Work item: Across the listing below, how many lines include the string "plank"? Reply with the number alone.

Excerpted data:
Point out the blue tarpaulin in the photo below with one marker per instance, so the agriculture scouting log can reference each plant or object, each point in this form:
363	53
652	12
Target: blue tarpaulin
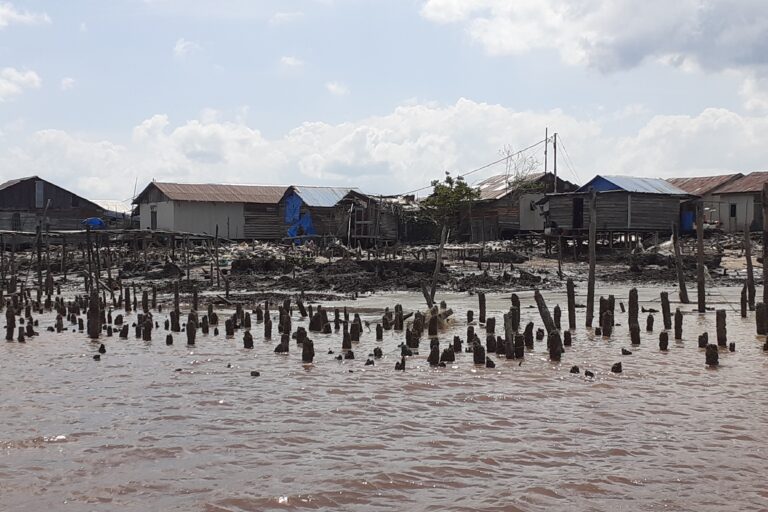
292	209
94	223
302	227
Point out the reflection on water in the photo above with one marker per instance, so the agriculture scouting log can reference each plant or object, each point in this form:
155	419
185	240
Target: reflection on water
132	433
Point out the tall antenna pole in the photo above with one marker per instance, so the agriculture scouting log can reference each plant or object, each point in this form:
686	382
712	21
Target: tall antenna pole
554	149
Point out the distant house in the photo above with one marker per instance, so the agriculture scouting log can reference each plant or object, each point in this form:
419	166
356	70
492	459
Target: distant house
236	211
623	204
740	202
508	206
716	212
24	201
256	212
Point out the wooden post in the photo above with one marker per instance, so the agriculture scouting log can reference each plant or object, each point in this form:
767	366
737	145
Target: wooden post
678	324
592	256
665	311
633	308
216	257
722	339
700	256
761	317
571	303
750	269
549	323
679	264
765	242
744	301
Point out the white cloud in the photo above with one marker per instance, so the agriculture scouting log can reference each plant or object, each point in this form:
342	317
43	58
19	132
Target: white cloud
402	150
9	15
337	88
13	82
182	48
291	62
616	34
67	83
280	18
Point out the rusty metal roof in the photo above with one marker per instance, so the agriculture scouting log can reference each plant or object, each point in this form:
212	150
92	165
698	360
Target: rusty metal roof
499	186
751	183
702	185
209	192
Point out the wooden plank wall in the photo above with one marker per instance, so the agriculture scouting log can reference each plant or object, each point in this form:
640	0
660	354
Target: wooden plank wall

--

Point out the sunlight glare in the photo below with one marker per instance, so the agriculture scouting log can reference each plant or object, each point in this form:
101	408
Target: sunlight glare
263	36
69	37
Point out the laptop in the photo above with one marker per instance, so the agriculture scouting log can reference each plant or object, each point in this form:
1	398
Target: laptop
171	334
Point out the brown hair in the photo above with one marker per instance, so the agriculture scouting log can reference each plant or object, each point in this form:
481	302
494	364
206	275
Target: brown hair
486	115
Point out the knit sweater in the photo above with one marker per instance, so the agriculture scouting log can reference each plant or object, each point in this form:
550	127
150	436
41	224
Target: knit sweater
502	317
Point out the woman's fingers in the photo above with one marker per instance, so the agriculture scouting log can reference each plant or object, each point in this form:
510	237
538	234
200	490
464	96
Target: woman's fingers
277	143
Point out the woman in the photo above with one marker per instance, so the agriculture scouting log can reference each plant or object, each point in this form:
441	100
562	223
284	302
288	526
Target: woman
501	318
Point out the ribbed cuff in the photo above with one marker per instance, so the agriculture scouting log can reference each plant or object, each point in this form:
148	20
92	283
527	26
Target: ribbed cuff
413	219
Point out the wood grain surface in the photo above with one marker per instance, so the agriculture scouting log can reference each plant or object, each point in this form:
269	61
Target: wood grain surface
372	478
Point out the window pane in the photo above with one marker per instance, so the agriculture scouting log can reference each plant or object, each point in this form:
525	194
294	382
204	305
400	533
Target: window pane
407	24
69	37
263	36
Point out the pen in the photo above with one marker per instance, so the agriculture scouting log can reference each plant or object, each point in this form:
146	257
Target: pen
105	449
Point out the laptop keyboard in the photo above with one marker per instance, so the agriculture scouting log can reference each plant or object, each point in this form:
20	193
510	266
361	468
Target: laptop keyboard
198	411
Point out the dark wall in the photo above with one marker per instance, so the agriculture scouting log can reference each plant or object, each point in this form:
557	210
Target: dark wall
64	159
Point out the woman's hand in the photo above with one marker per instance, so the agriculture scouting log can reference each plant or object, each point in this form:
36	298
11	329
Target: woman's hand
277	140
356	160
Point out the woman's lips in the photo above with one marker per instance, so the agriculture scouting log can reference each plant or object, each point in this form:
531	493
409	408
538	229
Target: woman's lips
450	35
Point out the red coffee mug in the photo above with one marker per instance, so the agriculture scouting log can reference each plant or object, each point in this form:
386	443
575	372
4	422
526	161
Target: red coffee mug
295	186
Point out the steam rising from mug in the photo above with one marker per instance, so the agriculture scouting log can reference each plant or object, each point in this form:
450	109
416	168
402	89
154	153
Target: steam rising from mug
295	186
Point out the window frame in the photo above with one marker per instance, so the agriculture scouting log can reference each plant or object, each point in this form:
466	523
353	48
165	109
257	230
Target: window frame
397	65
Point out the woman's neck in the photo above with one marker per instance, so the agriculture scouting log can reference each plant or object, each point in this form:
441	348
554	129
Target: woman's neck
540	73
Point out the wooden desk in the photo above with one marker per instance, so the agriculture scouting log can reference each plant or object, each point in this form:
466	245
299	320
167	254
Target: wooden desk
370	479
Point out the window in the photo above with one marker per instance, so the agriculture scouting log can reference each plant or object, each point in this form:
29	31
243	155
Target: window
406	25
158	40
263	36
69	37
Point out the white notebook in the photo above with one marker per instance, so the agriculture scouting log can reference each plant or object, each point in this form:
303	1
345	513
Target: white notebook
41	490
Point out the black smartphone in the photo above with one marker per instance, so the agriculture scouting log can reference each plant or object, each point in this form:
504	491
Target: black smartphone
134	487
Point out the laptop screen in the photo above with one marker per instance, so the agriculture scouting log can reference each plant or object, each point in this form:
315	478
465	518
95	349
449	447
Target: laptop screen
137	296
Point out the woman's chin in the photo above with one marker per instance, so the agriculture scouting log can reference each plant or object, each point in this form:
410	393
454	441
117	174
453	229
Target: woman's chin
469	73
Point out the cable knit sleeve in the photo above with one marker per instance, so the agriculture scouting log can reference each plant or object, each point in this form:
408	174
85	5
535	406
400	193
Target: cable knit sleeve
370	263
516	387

Exercise answer: 2